[Written request]
Return every line in the items below that contains the string "utility", treating uppercase and lowercase letters as different.

[Stored records]
────────────────────
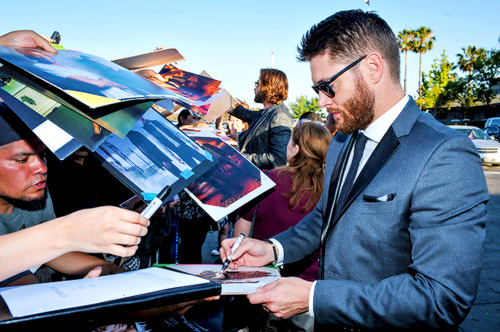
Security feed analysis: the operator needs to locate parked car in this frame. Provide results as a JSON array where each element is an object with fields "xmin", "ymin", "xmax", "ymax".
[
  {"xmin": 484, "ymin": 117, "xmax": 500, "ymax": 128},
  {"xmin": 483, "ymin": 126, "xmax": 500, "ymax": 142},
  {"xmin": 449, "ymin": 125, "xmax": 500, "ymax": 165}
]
────────────────────
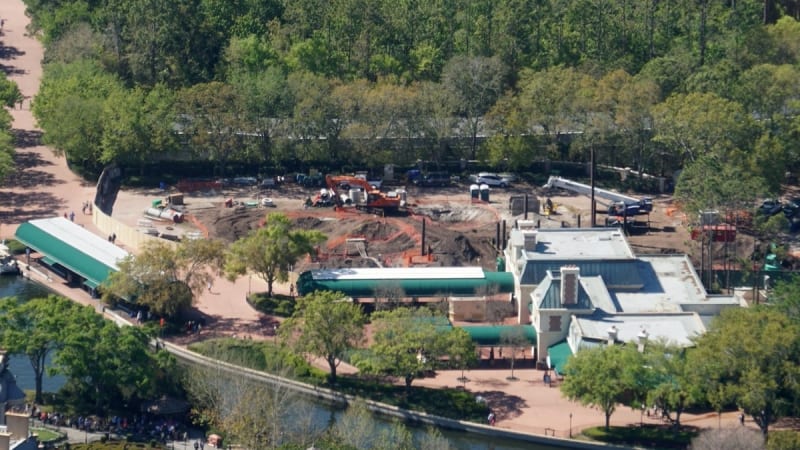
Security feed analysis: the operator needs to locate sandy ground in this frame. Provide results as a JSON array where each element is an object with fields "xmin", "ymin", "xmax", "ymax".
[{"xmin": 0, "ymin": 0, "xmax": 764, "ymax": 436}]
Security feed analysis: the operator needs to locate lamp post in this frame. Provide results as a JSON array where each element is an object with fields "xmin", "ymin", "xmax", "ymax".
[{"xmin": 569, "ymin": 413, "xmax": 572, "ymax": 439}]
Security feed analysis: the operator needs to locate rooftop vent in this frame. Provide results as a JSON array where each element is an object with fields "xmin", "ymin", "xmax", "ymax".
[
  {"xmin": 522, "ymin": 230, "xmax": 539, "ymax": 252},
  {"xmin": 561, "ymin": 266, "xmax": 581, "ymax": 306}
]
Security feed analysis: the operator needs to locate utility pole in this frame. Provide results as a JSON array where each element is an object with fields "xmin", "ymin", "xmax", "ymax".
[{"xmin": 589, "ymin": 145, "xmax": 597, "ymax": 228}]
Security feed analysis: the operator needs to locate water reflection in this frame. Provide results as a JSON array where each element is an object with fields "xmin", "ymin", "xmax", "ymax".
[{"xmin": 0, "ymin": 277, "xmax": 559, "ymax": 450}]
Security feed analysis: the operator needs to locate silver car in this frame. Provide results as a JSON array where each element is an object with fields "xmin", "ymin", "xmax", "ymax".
────────────────────
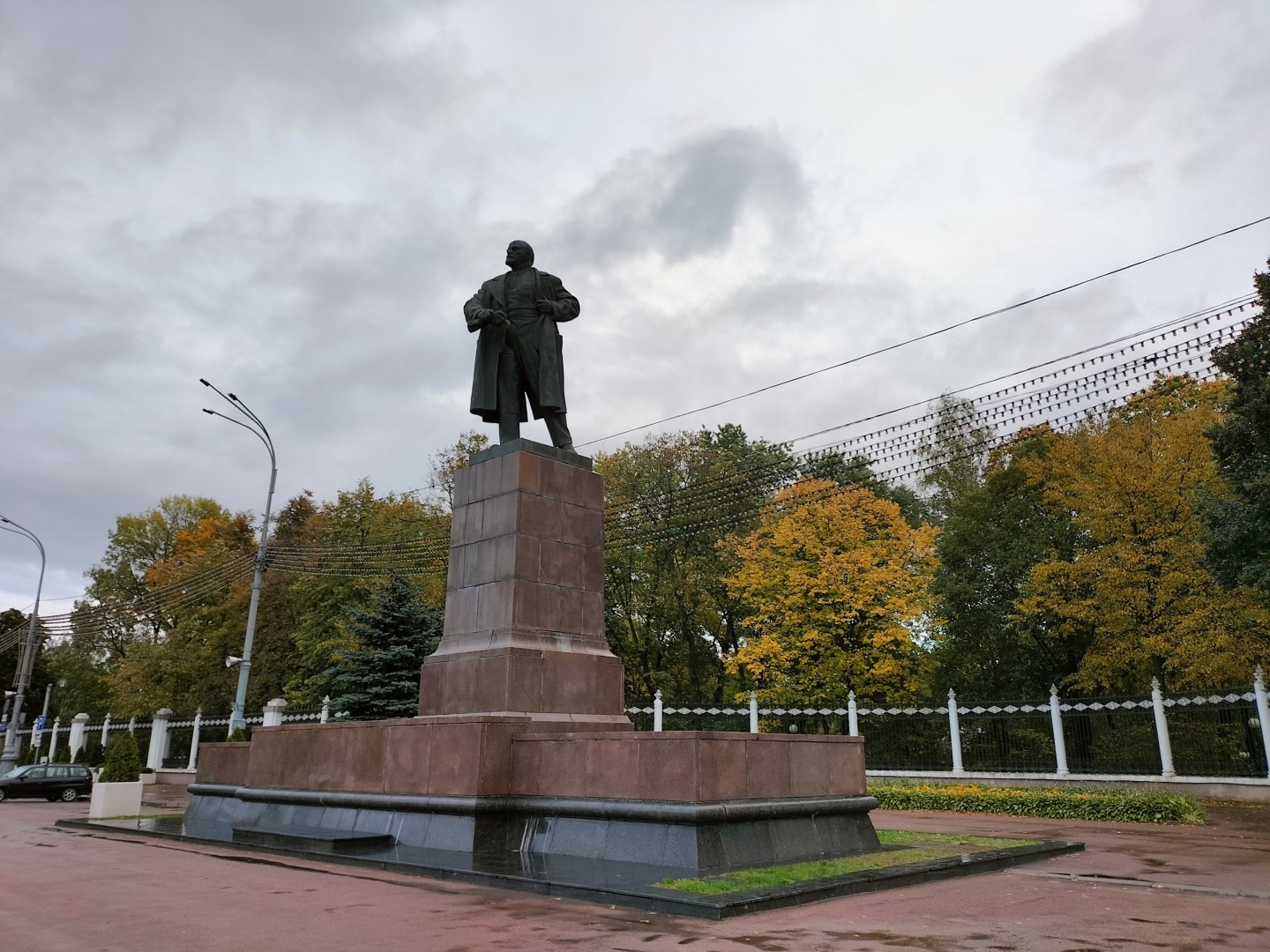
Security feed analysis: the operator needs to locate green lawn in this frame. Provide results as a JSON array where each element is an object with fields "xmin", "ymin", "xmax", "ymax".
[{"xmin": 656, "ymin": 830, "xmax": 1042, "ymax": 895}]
────────────────────
[Output below]
Security feed analysis: the operator needs to locate utility pole in this frame. Provide results as a JSON array where each element is an object with fields "xmin", "ymin", "xmax", "ymax".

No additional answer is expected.